» **EXERCISES**
a - According to the patch's summary, how many files were changed?
b - Copy the part of the patch that begins at the words "diff --git a/spacy/language.py" and stops after "the tag map.", with "tag map" replaced by "tag dictionary".

» **EXTRACT**
From a427ca9355ff4862d547ad0c2f3be2569ad857ae Mon Sep 17 00:00:00 2001
From: svlandeg <sofie.vanlandeghem@gmail.com>
Date: Fri, 19 Jun 2020 11:31:01 +0200
Subject: [PATCH] clean up

---
 spacy/language.py          | 14 --------------
 spacy/syntax/arc_eager.pyx |  6 +++---
 spacy/syntax/nonproj.pyx   |  4 ++--
 spacy/tests/test_gold.py   |  2 ++
 4 files changed, 7 insertions(+), 19 deletions(-)

diff --git a/spacy/language.py b/spacy/language.py
index c168afeea..b9a84e1bb 100644
--- a/spacy/language.py
+++ b/spacy/language.py
@@ -646,20 +646,6 @@ class Language(object):
             sgd(W, dW, key=key)
         return losses
 
-    def preprocess_gold(self, examples):
-        """Can be called before training to pre-process gold data. By default,
-        it handles nonprojectivity and adds missing tags to the tag map.
-
-        examples (iterable): `Example` objects.
-        YIELDS (tuple): `Example` objects.
-        """
-        # TODO: This is deprecated right?
-        for name, proc in self.pipeline:
-            if hasattr(proc, "preprocess_gold"):
-                examples = proc.preprocess_gold(examples)
-        for eg in examples:
-            yield eg
-
     def begin_training(self, get_examples=None, sgd=None, component_cfg=None, **cfg):
         """Allocate models, pre-process training data and acquire a trainer and
         optimizer. Used as a contextmanager.
diff --git a/spacy/syntax/arc_eager.pyx b/spacy/syntax/arc_eager.pyx
index ea49f50d5..0dfcbf885 100644
--- a/spacy/syntax/arc_eager.pyx
+++ b/spacy/syntax/arc_eager.pyx
@@ -459,9 +459,9 @@ cdef class ArcEager(TransitionSystem):
             actions[RIGHT][label] = 1
             actions[REDUCE][label] = 1
         for example in kwargs.get('gold_parses', []):
-            heads, labels = nonproj.projectivize(example.token_annotation.heads,
-                                                 example.token_annotation.deps)
-            for child, head, label in zip(example.token_annotation.ids, heads, labels):
+            heads, labels = nonproj.projectivize(example.get_aligned("HEAD"),
+                                                 example.get_aligned("DEP"))

» **INFORMATION PROVIDED**

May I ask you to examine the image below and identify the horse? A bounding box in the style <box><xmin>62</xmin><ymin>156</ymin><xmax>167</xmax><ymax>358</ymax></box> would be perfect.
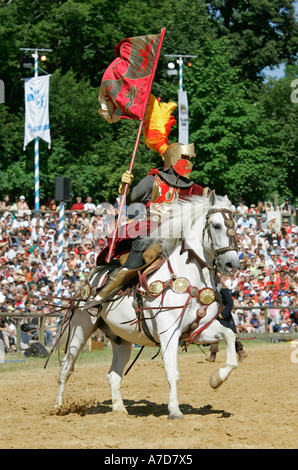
<box><xmin>55</xmin><ymin>191</ymin><xmax>239</xmax><ymax>419</ymax></box>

» **RESPONSES TO THE EXERCISE**
a - Four files.

b -
diff --git a/spacy/language.py b/spacy/language.py
index c168afeea..b9a84e1bb 100644
--- a/spacy/language.py
+++ b/spacy/language.py
@@ -646,20 +646,6 @@ class Language(object):
             sgd(W, dW, key=key)
         return losses
 
-    def preprocess_gold(self, examples):
-        """Can be called before training to pre-process gold data. By default,
-        it handles nonprojectivity and adds missing tags to the tag dictionary.